Work request:
Copy the passage on eczema and accidental injuries between "Accident Prone Eczema" and "study authors suggest.", inclusive, substituting "broken bones" for each occurrence of "fractures".
Top of Document section
Accident Prone Eczema Patients
First study to suggest eczema a risk factor for fractures and other injuries
- Medications to treat skin condition could contribute to increased odds of injury
- Lead author’s patients cancel appointments because of accident-related injuries
CHICAGO --- Intense itching and dry, irritable skin aren’t the only problems adults with eczema face. They are at greater risk of accidental bone fractures and other injuries, a new Northwestern Medicine® study has found.
This is the first study to find adult eczema is a risk factor for fractures and other injuries.
The increased odds of accidental injury could be directly related to the side effects of steroids and sedating antihistamines commonly prescribed to treat the skin disorder or the under-treatment of severe cases, study authors suggest.
“Many eczema patients who are prescribed medication for itch are often given sedating antihistamines or steroids, but those medications may come at a price,” said Jonathan I. Silverberg, M.D., senior author of the study. “Sedatives cause fatigue, and steroids can lead to bone density problems and osteoporosis.”
Silverberg is an assistant professor of dermatology at Northwestern University Feinberg School of Medicine and an attending physician at Northwestern Memorial Hospital.
The study, published Oct. 29 in the journal JAMA Dermatology, validates what Silverberg sees regularly at the Northwestern Multidisciplinary Eczema Center.
Bottom of Document section
Top of Data under study
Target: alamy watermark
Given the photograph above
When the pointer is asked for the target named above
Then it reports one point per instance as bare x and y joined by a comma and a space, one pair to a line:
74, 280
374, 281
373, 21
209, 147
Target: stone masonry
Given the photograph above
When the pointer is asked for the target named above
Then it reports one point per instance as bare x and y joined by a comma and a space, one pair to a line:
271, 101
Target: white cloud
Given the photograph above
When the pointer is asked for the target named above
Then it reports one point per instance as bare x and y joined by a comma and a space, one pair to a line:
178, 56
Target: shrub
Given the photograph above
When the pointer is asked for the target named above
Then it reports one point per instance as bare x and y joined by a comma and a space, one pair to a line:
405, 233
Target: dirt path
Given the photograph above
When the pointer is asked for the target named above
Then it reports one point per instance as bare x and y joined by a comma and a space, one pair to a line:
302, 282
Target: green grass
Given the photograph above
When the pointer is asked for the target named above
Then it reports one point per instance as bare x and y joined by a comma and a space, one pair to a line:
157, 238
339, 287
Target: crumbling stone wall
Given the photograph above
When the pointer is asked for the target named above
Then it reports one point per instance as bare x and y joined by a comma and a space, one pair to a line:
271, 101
Bottom of Data under study
Problem solution:
Accident Prone Eczema Patients
First study to suggest eczema a risk factor for broken bones and other injuries
- Medications to treat skin condition could contribute to increased odds of injury
- Lead author’s patients cancel appointments because of accident-related injuries
CHICAGO --- Intense itching and dry, irritable skin aren’t the only problems adults with eczema face. They are at greater risk of accidental bone broken bones and other injuries, a new Northwestern Medicine® study has found.
This is the first study to find adult eczema is a risk factor for broken bones and other injuries.
The increased odds of accidental injury could be directly related to the side effects of steroids and sedating antihistamines commonly prescribed to treat the skin disorder or the under-treatment of severe cases, study authors suggest.